● Problem set:
**A.** Set out the lines of the records as a Markdown table with the columns Row and Line, numbering each row and leaving out blank lines. Begin at the line that has "job: provide the outline of every instance of the water" and stop after the line that has "MULTIPOLYGON (((322 298, 334".
**B.** Pick up the review of Legacy and continue it after its final sentence.

● Text segment:
There appear to be three different arcs that Legacy is trying to pull off: One centers on Lily and her hazy past, one on how this new coven is going to navigate the trials of trust and consent that the previous generation seemingly botched, and another is an arc dedicated to the concept of male magic, and how it is inherently cruel and malevolent. Which is a strange tack to take because the conceit of The Craft and stories about witchcraft in general do not require the presence of male magic to function. It ends up reading as though, in order to prevent the coven from turning on each other permanently as they did in the original, the creative team decided the girls needed a different antagonist to push back against. And in that search for an alternate power to fight against, the immediate thought was “Men!” and absolutely nothing further. It’s as lazy as it is puzzling, unfortunately, and since the film has no interest whatsoever in explaining its choices, we never learn why this route was deemed suitable for general antagonism.

● Given data:

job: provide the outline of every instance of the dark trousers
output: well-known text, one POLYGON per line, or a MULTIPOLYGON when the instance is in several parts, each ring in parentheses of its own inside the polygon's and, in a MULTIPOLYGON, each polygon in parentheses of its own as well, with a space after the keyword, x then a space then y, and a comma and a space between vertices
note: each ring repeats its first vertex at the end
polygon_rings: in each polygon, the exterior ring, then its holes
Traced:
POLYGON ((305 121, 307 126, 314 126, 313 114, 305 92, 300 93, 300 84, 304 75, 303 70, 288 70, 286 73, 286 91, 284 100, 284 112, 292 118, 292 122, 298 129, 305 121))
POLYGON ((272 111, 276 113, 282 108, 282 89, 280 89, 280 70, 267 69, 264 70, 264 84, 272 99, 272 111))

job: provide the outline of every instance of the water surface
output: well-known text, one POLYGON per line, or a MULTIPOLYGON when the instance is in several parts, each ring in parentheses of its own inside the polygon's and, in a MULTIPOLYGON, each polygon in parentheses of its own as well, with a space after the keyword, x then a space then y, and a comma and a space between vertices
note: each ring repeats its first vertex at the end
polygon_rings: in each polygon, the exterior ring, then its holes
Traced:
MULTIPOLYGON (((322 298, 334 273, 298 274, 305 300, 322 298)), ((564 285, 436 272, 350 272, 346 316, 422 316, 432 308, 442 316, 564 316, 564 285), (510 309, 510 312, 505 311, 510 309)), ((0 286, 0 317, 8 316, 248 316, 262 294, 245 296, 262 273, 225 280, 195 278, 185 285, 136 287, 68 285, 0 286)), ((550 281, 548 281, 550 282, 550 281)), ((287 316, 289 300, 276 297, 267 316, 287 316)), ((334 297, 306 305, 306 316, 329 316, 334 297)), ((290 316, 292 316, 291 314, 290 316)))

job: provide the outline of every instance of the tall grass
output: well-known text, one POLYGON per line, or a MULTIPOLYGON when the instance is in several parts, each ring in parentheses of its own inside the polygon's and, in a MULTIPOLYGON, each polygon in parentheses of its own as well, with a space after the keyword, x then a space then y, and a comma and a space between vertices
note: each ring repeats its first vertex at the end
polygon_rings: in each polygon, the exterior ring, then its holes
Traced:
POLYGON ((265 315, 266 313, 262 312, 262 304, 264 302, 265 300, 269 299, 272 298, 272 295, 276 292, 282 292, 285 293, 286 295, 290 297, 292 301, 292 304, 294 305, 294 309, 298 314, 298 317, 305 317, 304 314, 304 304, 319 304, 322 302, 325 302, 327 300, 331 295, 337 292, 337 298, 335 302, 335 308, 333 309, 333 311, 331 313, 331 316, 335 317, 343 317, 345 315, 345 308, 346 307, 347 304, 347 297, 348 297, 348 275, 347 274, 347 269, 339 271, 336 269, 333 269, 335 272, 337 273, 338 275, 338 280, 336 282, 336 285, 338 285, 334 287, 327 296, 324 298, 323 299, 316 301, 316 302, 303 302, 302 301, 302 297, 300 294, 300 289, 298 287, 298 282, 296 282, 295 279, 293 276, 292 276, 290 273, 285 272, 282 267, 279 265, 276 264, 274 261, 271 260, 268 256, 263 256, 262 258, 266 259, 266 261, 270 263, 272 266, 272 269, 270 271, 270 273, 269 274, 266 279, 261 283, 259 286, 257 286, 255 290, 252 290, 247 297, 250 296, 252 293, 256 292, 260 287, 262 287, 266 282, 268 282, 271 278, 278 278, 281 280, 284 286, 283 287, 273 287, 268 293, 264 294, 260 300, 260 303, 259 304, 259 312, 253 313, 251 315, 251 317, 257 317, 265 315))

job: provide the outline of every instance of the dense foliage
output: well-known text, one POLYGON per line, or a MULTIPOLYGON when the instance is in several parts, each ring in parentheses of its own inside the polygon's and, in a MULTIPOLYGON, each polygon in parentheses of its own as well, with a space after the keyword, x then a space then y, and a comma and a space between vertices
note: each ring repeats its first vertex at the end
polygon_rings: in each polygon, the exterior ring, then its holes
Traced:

● Answer set:
**A.**
| Row | Line |
|---|---|
| 1 | job: provide the outline of every instance of the water surface |
| 2 | output: well-known text, one POLYGON per line, or a MULTIPOLYGON when the instance is in several parts, each ring in parentheses of its own inside the polygon's and, in a MULTIPOLYGON, each polygon in parentheses of its own as well, with a space after the keyword, x then a space then y, and a comma and a space between vertices |
| 3 | note: each ring repeats its first vertex at the end |
| 4 | polygon_rings: in each polygon, the exterior ring, then its holes |
| 5 | Traced: |
| 6 | MULTIPOLYGON (((322 298, 334 273, 298 274, 305 300, 322 298)), ((564 285, 436 272, 350 272, 346 316, 422 316, 432 308, 442 316, 564 316, 564 285), (510 309, 510 312, 505 311, 510 309)), ((0 286, 0 317, 8 316, 248 316, 262 294, 245 296, 262 273, 225 280, 195 278, 185 285, 136 287, 68 285, 0 286)), ((550 281, 548 281, 550 282, 550 281)), ((287 316, 289 300, 276 297, 267 316, 287 316)), ((334 297, 306 305, 306 316, 329 316, 334 297)), ((290 316, 292 316, 291 314, 290 316))) |

**B.**
So The Craft: Legacy never quite lives up to its promise. It’s distressing because there is a lot of charm between its frames, working hard to wriggle its way out and steal a little sun. And the film does work hard to address what the original got sideways, which is perhaps the saddest fact of all—while this movie turns sharply against the concept of punishing your sisters for their mistakes, it does so without due emotion and resonance. We don’t get to revel in the change because there’s nothing to see. All we get is some sparkle, a little chanting, and a great big fire to watch it all burn.

The Craft: Legacy is available now on VOD streaming platforms.

Emmet Asher-Perrin is going to form their own coven and cast a spell that gives us a new Craft film full of magic montages and Kristen Stewart jokes. You can bug them on Twitter, and read more of their work here and elsewhere.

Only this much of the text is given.